* [Text extract]:

Studio album by Leon Ware
- Released: 1982
- Recorded: 1982
- Studio: Ocean Way, Los Angeles; The Village, Los Angeles
- Genre: Soul; funk; R&B;
- Label: Elektra Records
- Producer: Leon Ware; Marty Paich;

Leon Ware chronology
| Rockin' You Eternally (1981) | Leon Ware (1982) | Undercover (1987) |

Singles from Leon Ware
- "Why I Came To California" Released: 1982; "Slippin' Away" Released: 1982;

= Leon Ware (1982 album) =

Leon Ware is the second self-titled and overall fifth studio album by American musician Leon Ware, released in 1982. It was his second and final release for Elektra Records. The album was produced by Ware and Marty Paich.

==Background==

Ware's previous release, Rockin' You Eternally, was not a huge success commercially; nevertheless, Elektra Records financed a follow-up that became his second self-titled album.

== Release and reception ==
Upon release, Leon Ware failed to reach the charts, and it flopped, which led to his discharge from Elektra Records. Despite the commercial failure, the album was modestly acclaimed and received mostly positive reviews from contemporary critics. Florestine Purnell of The Kansas City Star commended the album and its songs; she called it "an excellent opportunity to get better acquainted with [Ware]." She also praised Ware's vocal style, citing it as "smooth and classy." Furthermore, she noted that the tonal quality of Ware's voice is reminiscent of Smokey Robinson, Peabo Bryson and Marvin Gaye. Similarly, The Sacramento Bee found Ware's "achingly pure falsetto" voice on-par with Gaye's and wrote that "Ware brings a depth to a well-mined genre through his tender phrasing and dreamy melodies..." Tim Gebhart of Rapid City Journal expressed his disappointment, calling the album "unfulfilling" considering Ware's production background and the "stellar" line-up of musicians featured on the album. In a retrospective review, Jason Elias of AllMusic commented, "Leon Ware, more often than not, seems to be overly concerned with making a big hit." He also pointed out that Ware "sounded wan and hemmed in." He dubbed the opening track, "Slippin' Away," as the best track of Leon Ware while also criticizing it as it reminded him of a "so-so" song from Earth, Wind & Fire's 1980 album Faces. He added, "Given the fact that this didn't include many great songs, Leon Ware isn't the best way to get acquainted with the artist."

* [Set exercise 1]:
Answer these questions using the album article.
(a) Which record label released the album?
(b) Who reviewed the album for The Kansas City Star?
(c) Which track did Jason Elias call the best on the album?

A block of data

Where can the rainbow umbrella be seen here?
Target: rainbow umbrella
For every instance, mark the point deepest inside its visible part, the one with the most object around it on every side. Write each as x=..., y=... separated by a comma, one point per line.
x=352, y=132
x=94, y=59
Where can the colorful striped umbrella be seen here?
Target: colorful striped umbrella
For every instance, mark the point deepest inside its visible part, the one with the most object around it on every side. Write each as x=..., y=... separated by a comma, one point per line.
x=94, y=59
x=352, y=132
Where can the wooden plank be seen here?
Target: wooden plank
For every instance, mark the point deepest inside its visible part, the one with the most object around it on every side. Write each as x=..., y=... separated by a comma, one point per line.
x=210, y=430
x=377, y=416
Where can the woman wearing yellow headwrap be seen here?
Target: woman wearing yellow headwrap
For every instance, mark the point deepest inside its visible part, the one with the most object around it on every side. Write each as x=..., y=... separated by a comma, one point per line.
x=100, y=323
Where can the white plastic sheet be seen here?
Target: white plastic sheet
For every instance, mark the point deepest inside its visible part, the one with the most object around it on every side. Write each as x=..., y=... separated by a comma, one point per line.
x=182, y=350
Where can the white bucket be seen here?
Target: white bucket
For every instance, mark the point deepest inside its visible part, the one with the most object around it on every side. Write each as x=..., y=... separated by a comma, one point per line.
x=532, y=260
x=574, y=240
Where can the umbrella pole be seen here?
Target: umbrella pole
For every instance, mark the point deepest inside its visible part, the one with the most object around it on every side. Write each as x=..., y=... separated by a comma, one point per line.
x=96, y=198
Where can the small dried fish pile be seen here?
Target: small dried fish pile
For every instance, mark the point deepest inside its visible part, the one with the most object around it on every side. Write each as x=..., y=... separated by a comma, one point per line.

* [Set exercise 2]: In the listing, change "wooden plank" to "timber board" in the lines from the one with "Where can the wooden plank be seen here?" up to and including the one with "x=377, y=416". Give only those lines, with nothing else altered.

* [Correct output 1]:
(a) Elektra Records
(b) Florestine Purnell
(c) "Slippin' Away"

* [Correct output 2]:
Where can the timber board be seen here?
Target: timber board
For every instance, mark the point deepest inside its visible part, the one with the most object around it on every side. Write each as x=..., y=... separated by a comma, one point per line.
x=210, y=430
x=377, y=416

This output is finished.